What the task asks
Write out the listing below in its entirety, minus the pictures, without changing a word.

Extracted entries
******************************

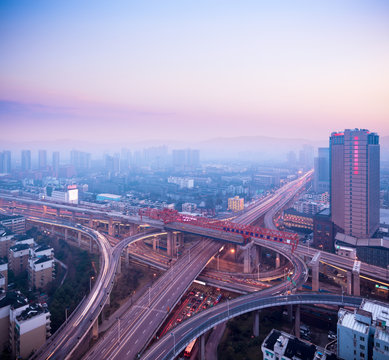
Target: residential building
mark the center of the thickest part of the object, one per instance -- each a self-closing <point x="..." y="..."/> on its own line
<point x="18" y="258"/>
<point x="12" y="301"/>
<point x="236" y="203"/>
<point x="26" y="160"/>
<point x="354" y="181"/>
<point x="14" y="223"/>
<point x="281" y="345"/>
<point x="42" y="159"/>
<point x="321" y="182"/>
<point x="30" y="331"/>
<point x="6" y="237"/>
<point x="55" y="163"/>
<point x="5" y="162"/>
<point x="364" y="333"/>
<point x="323" y="230"/>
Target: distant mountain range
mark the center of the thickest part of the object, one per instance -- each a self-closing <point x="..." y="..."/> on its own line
<point x="243" y="147"/>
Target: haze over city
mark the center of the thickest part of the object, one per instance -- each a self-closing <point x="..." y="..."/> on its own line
<point x="133" y="71"/>
<point x="195" y="180"/>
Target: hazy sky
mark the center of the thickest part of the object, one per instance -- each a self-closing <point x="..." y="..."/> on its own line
<point x="124" y="70"/>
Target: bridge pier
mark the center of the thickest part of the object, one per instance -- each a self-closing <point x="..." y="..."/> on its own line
<point x="297" y="321"/>
<point x="169" y="243"/>
<point x="278" y="261"/>
<point x="95" y="329"/>
<point x="256" y="323"/>
<point x="356" y="278"/>
<point x="110" y="227"/>
<point x="349" y="283"/>
<point x="247" y="258"/>
<point x="202" y="347"/>
<point x="314" y="264"/>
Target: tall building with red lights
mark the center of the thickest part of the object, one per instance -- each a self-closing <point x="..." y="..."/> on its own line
<point x="355" y="182"/>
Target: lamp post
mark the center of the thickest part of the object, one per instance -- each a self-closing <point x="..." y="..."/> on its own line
<point x="174" y="343"/>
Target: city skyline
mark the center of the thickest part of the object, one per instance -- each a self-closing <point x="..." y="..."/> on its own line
<point x="130" y="72"/>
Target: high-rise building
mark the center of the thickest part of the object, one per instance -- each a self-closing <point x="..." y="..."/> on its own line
<point x="55" y="163"/>
<point x="26" y="160"/>
<point x="42" y="159"/>
<point x="354" y="182"/>
<point x="5" y="162"/>
<point x="364" y="332"/>
<point x="321" y="181"/>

******************************

Final answer
Target: residential building
mark the center of the thickest part of the object, one per instance -- each a self-closing <point x="..." y="..."/> on its own line
<point x="18" y="258"/>
<point x="12" y="301"/>
<point x="236" y="203"/>
<point x="26" y="160"/>
<point x="354" y="181"/>
<point x="14" y="223"/>
<point x="281" y="345"/>
<point x="42" y="159"/>
<point x="321" y="182"/>
<point x="30" y="331"/>
<point x="6" y="237"/>
<point x="55" y="163"/>
<point x="5" y="162"/>
<point x="364" y="333"/>
<point x="323" y="230"/>
Target: distant mountain range
mark the center of the thickest part of the object, one per instance -- each a self-closing <point x="..." y="..."/> on its own line
<point x="243" y="147"/>
Target: haze over city
mark the center of the thickest part of the object, one per instance -- each a self-closing <point x="..." y="..."/> on its own line
<point x="133" y="71"/>
<point x="195" y="180"/>
Target: hazy sky
mark the center of the thickest part of the object, one per instance -- each a self-closing <point x="..." y="..."/> on its own line
<point x="124" y="70"/>
Target: bridge pier
mark the center of the thickest part of the object, one per instance -- each a self-closing <point x="..." y="..."/> on its own line
<point x="297" y="321"/>
<point x="169" y="243"/>
<point x="278" y="261"/>
<point x="95" y="329"/>
<point x="256" y="323"/>
<point x="356" y="278"/>
<point x="110" y="227"/>
<point x="349" y="283"/>
<point x="247" y="258"/>
<point x="202" y="347"/>
<point x="314" y="264"/>
Target: tall building with red lights
mark the center of the thickest part of the object, one per instance -- each a self-closing <point x="..." y="..."/> on its own line
<point x="355" y="182"/>
Target: lamp post
mark the center of the thickest part of the object, one per instance -- each a self-closing <point x="..." y="..."/> on its own line
<point x="174" y="343"/>
Target: city skyline
mark the center of the thickest part of the object, one per instance -- each a self-closing <point x="..." y="..."/> on its own line
<point x="130" y="72"/>
Target: high-rise building
mark the center of the thickest part of the object, one per instance -- each a self-closing <point x="..." y="..."/> on its own line
<point x="55" y="163"/>
<point x="26" y="160"/>
<point x="42" y="159"/>
<point x="354" y="182"/>
<point x="5" y="162"/>
<point x="364" y="332"/>
<point x="321" y="181"/>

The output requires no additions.